» Exercise brief: Print each entry below precisely as it reads.

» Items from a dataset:
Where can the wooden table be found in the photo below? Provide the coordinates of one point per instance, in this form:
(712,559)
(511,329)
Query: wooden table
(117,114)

» Response below:
Where can the wooden table be found in the photo below? Provide the coordinates of one point per instance, in this form:
(712,559)
(511,329)
Query: wooden table
(117,114)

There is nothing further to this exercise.